◆ Exercise:
Please substitute "seam" for "grid line" in the listing lines between the line holding "Identify every solar panel grid" and the line holding "left=91, top=326, right=211, bottom=447", inclusive, leaving everything else unchanged. Return only those lines.

Data items
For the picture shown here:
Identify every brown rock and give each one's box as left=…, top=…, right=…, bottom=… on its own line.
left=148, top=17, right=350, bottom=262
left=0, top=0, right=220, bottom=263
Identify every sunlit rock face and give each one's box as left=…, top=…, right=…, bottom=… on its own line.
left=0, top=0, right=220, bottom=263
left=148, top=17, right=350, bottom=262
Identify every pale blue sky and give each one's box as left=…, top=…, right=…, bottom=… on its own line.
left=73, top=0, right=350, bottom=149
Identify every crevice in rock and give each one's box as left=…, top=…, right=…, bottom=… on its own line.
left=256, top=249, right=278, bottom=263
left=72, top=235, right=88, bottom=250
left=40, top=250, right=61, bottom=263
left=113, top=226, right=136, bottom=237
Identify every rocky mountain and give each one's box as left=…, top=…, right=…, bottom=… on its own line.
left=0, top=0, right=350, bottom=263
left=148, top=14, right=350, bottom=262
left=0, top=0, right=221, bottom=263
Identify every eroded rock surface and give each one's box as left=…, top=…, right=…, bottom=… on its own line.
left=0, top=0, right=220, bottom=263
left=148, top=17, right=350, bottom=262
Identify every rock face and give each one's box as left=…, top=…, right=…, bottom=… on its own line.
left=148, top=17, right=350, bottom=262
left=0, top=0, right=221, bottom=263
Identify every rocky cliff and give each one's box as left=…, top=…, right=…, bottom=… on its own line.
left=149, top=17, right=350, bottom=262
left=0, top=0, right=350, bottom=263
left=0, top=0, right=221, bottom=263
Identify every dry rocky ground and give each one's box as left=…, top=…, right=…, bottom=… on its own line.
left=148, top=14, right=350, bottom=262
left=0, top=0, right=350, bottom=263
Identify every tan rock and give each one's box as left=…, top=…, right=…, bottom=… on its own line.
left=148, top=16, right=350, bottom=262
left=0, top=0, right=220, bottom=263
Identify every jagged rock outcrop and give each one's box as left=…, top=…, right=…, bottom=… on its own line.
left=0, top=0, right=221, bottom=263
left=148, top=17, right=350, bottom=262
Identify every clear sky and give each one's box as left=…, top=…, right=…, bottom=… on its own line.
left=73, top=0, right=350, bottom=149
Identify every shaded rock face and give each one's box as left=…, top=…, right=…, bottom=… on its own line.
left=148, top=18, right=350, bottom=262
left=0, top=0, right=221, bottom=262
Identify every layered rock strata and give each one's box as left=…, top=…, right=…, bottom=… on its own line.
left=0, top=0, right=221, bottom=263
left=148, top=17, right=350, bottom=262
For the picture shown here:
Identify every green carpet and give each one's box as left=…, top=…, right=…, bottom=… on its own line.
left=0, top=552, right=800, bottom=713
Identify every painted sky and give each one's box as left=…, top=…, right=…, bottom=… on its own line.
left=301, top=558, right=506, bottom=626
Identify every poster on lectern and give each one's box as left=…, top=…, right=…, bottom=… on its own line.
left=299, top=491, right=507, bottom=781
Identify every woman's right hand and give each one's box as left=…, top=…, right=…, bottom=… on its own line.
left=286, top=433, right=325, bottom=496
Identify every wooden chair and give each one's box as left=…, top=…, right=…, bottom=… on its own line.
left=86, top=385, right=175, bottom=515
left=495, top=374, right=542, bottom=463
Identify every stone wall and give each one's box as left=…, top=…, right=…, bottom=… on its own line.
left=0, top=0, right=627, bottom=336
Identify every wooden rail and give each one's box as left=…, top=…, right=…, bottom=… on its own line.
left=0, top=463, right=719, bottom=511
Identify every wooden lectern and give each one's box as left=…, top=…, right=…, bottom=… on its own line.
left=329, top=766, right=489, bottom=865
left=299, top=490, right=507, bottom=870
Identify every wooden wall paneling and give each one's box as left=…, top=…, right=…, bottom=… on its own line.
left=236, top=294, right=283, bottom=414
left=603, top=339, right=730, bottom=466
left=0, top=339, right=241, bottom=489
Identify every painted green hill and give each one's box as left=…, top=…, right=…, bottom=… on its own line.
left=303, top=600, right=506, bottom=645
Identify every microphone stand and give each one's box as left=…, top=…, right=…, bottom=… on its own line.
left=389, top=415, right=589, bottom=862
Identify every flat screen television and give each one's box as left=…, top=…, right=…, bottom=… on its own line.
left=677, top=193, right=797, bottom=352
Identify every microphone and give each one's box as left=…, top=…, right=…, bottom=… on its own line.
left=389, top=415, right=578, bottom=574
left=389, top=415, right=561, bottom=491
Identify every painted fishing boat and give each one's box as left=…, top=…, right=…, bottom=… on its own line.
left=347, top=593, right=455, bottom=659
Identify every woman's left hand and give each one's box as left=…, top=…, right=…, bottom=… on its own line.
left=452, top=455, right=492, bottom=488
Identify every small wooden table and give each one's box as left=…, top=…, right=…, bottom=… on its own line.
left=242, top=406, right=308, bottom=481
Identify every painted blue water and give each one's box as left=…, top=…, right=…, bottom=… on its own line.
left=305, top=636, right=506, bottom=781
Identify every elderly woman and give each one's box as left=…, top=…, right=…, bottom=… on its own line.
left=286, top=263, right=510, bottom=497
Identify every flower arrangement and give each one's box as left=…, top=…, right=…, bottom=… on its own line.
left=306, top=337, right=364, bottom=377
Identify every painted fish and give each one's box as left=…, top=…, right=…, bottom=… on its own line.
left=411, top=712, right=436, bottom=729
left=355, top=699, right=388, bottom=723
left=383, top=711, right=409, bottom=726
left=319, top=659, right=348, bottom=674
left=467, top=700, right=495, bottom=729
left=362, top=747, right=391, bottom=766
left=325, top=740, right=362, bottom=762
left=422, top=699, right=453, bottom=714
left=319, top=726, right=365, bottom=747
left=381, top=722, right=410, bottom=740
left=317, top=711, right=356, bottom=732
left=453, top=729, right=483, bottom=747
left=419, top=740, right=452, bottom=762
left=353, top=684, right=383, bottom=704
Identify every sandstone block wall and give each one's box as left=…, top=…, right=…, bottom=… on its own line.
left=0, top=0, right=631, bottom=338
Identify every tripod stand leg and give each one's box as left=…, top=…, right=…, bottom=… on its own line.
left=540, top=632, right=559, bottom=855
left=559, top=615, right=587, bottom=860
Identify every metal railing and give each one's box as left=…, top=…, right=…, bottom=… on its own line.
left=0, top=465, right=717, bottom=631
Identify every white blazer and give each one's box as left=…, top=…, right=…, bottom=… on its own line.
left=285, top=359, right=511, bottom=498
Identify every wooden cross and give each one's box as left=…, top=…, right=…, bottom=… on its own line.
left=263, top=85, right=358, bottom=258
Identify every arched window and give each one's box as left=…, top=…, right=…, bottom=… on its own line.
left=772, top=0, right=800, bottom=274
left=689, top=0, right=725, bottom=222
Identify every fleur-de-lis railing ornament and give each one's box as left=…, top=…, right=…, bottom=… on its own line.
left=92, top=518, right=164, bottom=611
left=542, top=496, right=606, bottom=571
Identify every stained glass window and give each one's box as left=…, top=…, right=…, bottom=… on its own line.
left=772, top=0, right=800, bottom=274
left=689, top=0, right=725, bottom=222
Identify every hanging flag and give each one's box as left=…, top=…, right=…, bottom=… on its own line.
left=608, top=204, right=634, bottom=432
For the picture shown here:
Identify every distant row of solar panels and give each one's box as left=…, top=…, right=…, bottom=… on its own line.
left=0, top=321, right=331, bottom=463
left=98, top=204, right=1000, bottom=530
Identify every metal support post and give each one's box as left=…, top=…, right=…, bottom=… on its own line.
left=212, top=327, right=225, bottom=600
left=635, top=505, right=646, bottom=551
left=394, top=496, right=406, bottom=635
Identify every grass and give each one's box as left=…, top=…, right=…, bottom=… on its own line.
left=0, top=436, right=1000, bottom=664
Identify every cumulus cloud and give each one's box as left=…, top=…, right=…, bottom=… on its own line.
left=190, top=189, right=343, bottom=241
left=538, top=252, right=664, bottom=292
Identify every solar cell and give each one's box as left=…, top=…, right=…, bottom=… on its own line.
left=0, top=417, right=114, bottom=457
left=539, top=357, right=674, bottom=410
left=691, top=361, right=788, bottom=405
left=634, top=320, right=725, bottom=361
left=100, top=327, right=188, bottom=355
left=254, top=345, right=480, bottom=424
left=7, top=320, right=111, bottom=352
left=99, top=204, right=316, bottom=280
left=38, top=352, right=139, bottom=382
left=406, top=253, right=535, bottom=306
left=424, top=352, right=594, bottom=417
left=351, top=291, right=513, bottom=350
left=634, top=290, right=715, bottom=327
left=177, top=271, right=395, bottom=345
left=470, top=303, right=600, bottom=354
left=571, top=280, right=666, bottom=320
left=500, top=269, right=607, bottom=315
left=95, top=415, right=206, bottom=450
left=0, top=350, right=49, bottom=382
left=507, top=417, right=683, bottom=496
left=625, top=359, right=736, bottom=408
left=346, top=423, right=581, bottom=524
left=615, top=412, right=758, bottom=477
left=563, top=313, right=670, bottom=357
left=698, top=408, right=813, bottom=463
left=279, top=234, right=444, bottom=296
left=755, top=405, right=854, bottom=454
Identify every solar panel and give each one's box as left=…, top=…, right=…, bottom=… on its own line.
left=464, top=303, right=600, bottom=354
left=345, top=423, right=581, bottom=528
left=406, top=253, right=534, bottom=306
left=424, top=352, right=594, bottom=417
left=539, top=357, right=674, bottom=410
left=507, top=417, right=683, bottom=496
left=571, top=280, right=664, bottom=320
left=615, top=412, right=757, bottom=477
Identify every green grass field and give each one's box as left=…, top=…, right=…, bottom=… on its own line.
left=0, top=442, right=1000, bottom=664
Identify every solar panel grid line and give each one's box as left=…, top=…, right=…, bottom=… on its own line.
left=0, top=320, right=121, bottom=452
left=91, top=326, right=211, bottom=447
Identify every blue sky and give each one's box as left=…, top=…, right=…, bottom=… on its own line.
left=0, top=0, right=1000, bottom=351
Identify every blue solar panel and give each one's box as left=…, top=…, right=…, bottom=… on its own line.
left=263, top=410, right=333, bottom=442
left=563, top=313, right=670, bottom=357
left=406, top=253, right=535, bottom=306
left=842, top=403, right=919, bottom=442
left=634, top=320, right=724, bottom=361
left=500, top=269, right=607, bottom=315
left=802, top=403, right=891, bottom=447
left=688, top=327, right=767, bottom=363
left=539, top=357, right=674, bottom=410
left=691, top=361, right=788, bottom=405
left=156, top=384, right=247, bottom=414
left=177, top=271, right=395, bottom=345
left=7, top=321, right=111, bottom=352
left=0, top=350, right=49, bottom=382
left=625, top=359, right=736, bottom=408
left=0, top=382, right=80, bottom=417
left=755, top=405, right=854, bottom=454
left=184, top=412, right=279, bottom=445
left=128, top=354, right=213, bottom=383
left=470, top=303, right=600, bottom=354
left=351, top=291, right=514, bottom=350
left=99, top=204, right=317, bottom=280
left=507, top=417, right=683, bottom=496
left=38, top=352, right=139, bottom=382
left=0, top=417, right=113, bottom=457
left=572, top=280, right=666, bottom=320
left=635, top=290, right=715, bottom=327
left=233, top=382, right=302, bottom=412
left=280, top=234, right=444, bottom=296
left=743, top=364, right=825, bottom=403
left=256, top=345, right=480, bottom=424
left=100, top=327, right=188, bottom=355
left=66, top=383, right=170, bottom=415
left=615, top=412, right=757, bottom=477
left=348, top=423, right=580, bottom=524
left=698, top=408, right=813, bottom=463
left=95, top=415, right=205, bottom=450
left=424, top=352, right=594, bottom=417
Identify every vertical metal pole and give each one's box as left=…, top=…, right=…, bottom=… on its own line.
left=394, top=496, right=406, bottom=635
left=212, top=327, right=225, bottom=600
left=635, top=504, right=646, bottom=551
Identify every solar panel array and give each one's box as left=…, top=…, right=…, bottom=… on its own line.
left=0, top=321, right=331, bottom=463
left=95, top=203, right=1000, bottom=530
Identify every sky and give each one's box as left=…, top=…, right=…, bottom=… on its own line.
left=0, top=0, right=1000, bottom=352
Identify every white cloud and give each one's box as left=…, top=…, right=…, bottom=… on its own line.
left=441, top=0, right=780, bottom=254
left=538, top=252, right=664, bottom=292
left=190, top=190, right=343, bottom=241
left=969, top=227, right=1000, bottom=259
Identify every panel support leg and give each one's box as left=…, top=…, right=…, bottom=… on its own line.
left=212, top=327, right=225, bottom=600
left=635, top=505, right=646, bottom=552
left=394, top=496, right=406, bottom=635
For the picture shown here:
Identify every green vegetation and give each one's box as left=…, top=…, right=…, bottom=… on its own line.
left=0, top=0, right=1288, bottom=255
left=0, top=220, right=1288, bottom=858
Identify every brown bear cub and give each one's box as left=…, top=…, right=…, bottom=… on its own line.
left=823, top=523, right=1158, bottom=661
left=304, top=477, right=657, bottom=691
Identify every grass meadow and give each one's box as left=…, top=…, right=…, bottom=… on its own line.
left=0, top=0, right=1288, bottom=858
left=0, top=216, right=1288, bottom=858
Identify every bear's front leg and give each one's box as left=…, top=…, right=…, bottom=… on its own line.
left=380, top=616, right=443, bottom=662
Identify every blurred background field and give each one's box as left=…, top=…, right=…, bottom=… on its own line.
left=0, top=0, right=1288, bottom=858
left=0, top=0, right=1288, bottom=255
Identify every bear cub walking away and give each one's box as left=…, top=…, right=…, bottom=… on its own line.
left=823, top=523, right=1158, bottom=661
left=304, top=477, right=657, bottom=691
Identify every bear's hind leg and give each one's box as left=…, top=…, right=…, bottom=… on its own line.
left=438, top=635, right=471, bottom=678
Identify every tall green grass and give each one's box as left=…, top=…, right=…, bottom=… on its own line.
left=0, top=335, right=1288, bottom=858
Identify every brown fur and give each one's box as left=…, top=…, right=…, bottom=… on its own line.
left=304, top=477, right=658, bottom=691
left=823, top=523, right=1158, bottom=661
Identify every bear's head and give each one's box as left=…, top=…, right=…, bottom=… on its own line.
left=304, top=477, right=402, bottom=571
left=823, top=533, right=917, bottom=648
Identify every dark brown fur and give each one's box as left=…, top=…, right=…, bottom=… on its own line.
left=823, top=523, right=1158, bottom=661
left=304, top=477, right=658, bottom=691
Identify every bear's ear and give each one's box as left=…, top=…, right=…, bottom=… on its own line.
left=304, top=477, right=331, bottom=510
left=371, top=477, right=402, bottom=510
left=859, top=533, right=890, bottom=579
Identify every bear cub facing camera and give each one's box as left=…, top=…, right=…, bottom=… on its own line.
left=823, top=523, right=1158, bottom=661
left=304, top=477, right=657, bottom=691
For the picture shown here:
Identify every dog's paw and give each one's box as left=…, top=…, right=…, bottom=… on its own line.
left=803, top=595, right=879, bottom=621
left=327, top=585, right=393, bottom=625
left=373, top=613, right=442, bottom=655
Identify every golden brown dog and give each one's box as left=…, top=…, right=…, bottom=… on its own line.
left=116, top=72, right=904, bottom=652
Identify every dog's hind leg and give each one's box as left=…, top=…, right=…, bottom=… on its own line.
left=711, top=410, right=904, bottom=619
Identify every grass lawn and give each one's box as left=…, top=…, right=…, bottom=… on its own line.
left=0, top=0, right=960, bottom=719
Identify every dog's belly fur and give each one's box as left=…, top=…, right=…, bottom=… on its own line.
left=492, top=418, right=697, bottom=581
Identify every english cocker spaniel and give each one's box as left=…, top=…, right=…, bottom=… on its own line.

◆ Correct result:
Identify every solar panel seam and give each one's box as left=…, top=…, right=…, bottom=… on its own line.
left=0, top=320, right=121, bottom=452
left=91, top=326, right=211, bottom=447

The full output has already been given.